- **Your instructions**: If pictures appear in the lines below, skip them and copy exactly the lines from the one containing "[ ] locate the car roof" through the one containing "[ ] locate the dark storm cloud", and nothing else.

(Dataset excerpts)
*** Block opens ***

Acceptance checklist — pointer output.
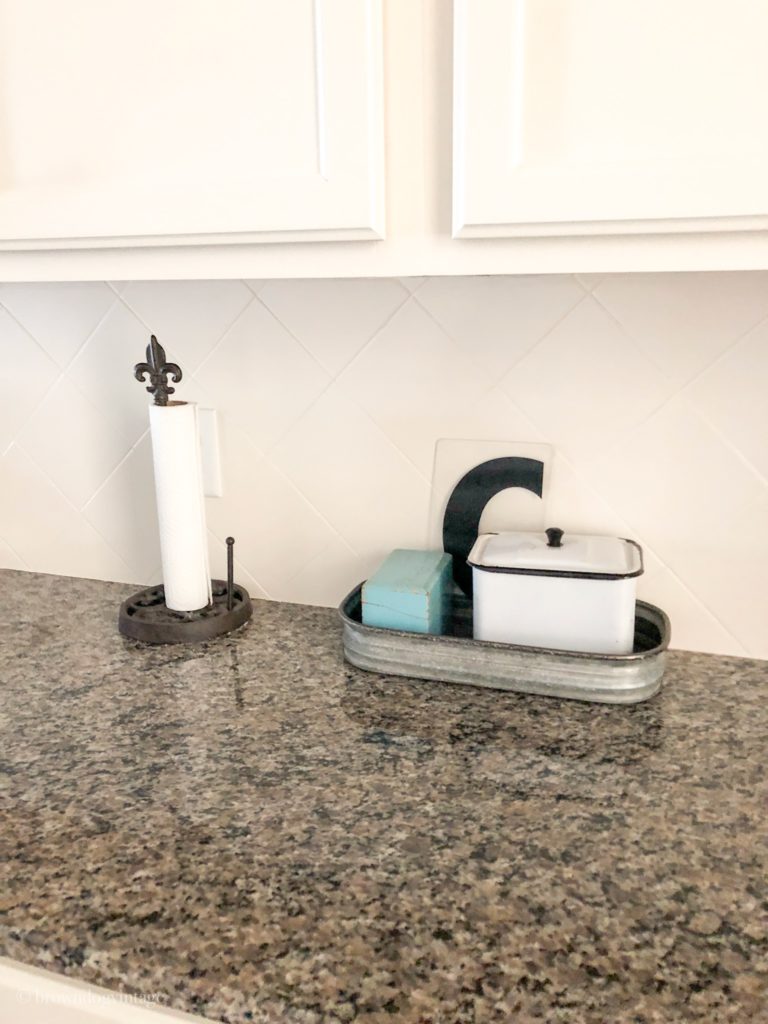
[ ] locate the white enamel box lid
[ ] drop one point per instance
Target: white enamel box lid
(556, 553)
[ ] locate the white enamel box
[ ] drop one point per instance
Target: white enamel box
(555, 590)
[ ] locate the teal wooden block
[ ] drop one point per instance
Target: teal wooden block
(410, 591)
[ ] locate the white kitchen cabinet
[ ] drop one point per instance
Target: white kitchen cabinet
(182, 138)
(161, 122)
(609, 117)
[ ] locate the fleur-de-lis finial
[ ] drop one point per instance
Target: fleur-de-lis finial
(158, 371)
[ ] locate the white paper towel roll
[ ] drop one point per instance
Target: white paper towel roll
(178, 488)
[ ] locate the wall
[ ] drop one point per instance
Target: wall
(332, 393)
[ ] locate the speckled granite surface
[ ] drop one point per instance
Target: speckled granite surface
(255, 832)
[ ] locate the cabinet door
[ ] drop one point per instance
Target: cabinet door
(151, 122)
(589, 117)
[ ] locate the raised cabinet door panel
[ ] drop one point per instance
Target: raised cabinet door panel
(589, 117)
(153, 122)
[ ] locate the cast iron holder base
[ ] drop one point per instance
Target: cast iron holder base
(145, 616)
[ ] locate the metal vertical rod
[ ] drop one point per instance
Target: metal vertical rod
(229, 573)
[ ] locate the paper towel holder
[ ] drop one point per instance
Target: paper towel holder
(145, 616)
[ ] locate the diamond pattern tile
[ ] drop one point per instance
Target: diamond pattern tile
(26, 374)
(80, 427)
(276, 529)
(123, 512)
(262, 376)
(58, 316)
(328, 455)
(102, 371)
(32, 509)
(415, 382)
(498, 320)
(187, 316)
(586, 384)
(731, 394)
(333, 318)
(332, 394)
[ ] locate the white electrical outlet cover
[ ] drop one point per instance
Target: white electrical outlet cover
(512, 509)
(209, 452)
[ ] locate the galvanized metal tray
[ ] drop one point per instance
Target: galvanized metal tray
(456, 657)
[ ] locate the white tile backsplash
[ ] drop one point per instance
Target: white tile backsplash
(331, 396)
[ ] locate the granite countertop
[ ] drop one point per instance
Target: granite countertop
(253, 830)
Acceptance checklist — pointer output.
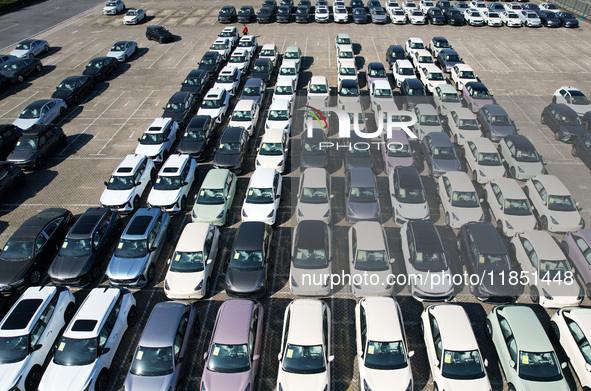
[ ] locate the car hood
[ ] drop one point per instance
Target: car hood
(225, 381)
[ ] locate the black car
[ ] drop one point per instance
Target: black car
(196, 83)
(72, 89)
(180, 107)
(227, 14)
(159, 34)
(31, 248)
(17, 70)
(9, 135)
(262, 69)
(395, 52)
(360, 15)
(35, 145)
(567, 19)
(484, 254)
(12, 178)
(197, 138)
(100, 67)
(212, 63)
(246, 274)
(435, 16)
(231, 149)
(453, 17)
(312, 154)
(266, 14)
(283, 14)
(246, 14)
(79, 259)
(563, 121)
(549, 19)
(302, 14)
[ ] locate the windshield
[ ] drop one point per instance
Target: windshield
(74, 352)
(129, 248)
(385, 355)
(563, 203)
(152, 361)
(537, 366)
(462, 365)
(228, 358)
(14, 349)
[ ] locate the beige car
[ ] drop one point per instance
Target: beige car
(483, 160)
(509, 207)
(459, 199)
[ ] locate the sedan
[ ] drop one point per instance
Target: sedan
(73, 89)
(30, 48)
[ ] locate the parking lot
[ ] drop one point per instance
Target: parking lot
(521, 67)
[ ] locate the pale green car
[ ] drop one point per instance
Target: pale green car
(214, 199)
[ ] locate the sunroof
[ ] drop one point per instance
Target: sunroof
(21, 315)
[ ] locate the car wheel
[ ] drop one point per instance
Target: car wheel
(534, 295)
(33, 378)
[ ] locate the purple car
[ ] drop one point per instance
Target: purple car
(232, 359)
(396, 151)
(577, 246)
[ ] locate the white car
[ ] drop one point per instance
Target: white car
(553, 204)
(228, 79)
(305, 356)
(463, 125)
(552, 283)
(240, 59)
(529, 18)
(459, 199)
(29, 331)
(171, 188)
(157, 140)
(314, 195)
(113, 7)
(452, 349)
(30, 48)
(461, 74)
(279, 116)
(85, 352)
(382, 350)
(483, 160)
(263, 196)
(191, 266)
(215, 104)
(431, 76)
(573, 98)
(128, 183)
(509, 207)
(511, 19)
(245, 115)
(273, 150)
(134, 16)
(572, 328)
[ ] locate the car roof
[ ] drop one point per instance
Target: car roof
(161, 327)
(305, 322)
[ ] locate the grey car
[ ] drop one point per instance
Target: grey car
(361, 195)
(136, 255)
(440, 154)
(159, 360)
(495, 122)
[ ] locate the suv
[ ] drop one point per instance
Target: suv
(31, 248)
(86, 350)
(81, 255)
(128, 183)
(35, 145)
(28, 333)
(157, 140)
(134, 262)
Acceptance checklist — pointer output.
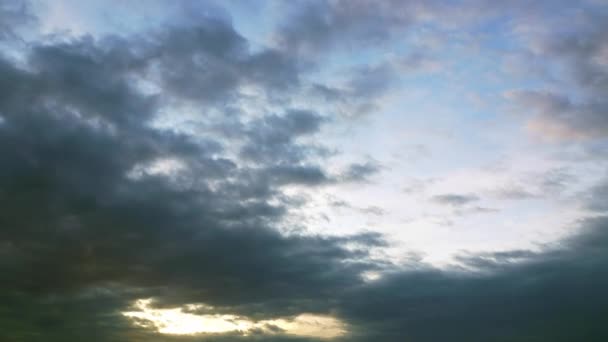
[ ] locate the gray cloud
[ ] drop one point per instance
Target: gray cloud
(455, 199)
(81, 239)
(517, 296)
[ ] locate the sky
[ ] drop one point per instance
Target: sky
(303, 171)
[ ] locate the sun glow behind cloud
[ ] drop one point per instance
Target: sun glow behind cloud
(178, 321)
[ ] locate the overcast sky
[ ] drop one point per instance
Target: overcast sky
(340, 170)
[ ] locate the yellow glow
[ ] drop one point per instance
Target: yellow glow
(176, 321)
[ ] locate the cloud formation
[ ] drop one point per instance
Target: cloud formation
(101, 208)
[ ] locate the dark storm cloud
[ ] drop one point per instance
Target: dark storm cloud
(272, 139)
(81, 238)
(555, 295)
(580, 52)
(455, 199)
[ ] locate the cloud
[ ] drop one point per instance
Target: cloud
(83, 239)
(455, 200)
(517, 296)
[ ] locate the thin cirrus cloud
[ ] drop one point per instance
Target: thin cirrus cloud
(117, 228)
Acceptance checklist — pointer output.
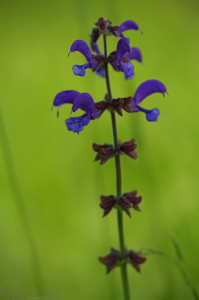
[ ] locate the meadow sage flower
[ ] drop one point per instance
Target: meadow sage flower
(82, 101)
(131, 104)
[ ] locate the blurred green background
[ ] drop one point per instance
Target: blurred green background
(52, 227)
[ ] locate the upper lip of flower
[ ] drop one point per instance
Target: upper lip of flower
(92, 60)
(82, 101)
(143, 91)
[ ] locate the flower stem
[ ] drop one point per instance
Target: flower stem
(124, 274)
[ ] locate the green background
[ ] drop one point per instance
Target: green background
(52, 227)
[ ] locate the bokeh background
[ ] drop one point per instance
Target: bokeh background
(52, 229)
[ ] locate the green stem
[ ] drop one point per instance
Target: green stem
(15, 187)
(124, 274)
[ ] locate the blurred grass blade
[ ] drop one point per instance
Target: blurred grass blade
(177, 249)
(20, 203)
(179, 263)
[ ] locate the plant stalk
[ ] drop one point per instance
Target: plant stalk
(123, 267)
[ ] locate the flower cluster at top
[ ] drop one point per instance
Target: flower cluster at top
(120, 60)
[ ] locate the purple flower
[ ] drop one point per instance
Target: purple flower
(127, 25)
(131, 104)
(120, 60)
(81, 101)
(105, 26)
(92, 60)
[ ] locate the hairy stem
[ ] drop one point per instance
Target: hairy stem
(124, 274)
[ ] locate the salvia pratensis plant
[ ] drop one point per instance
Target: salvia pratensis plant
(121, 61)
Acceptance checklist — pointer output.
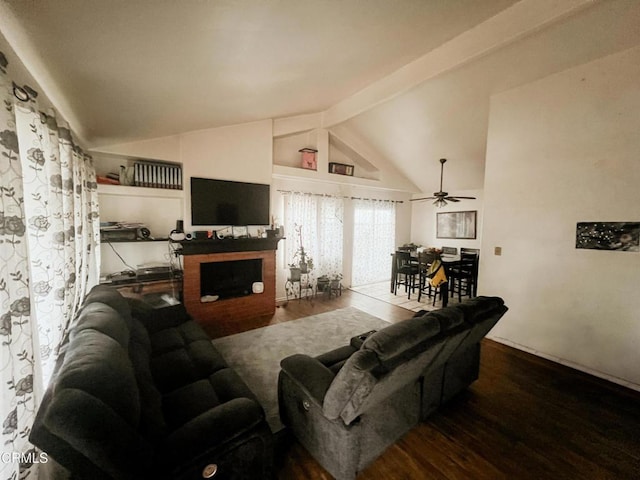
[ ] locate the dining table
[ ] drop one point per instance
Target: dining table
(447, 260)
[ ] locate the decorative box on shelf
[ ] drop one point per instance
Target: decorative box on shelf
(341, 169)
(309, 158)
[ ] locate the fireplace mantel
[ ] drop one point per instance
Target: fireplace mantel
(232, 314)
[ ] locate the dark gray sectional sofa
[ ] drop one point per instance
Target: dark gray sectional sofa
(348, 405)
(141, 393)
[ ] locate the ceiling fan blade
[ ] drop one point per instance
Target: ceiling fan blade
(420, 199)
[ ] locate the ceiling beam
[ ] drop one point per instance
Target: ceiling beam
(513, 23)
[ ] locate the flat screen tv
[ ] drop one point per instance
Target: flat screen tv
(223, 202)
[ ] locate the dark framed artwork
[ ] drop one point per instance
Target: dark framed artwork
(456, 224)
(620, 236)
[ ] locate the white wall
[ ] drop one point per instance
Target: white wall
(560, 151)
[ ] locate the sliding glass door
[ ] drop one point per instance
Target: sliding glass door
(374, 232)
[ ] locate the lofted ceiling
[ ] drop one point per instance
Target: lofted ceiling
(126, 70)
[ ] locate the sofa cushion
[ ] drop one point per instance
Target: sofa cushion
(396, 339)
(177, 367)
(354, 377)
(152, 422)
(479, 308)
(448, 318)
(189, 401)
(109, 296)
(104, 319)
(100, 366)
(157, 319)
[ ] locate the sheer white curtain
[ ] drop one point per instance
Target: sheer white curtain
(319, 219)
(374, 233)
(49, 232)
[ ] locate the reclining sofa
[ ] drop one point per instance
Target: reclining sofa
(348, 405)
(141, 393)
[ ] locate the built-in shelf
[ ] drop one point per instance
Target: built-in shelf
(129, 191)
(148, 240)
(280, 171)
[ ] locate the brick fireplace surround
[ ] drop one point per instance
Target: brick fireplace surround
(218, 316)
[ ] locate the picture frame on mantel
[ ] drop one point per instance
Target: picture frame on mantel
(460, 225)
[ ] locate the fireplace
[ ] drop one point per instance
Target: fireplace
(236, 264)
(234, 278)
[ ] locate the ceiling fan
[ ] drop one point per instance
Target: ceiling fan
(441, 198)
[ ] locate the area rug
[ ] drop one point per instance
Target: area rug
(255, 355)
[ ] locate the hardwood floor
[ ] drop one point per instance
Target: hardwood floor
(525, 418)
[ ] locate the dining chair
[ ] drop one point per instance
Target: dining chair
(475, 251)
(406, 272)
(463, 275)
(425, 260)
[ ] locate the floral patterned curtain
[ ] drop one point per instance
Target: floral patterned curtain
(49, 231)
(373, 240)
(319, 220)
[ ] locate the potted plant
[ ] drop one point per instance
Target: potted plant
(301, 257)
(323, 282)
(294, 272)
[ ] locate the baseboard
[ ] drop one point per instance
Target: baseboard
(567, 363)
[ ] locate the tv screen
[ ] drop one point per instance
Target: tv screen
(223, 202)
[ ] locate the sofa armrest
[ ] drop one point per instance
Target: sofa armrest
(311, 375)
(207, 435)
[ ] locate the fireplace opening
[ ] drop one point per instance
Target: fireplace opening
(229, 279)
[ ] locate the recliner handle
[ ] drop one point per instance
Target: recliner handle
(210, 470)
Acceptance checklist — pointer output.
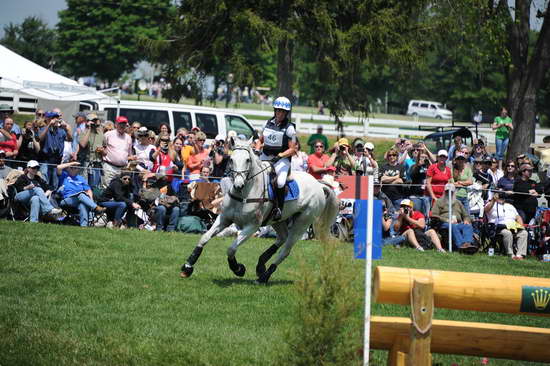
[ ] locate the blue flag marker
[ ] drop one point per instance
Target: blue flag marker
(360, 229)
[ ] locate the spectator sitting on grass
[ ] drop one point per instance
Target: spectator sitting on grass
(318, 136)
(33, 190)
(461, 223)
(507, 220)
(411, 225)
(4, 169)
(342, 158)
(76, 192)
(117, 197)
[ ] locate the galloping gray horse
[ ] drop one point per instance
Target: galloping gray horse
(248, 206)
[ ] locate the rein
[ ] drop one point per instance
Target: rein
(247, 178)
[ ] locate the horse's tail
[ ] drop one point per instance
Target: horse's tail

*** Block closes ***

- **Result of the exercise**:
[ ] locate the car roof
[ ] drop one point per instance
Target: car roof
(161, 327)
(305, 322)
[ ] locate the grey car
[ ] drop one point per instance
Target: grey car
(361, 195)
(136, 255)
(440, 154)
(159, 360)
(495, 122)
[ ] locate the suv
[ ] drop one point per instance
Target: suv
(31, 248)
(86, 350)
(81, 255)
(128, 183)
(35, 145)
(28, 333)
(157, 140)
(134, 262)
Acceptance checklist — pointer output.
[ ] locate the gray cloud
[ ] drop one point per instance
Target: gray cloud
(455, 199)
(81, 239)
(517, 296)
[ ] locate the sky
[ ] drop one point per instance
Target: sky
(303, 171)
[ ] locate the sun glow behind cloud
[ ] drop one point per instance
Target: sun glow behind cloud
(178, 321)
[ ] locate the overcast sky
[ ] drop one point per instance
Target: overcast sky
(340, 170)
[ ] locate the yellow glow
[ ] drop one point per instance
Target: yellow glow
(176, 321)
[ ] locate the cloud formation
[ ] drop one point per instance
Target: cloud formation
(101, 208)
[ ] locate the dark storm cloud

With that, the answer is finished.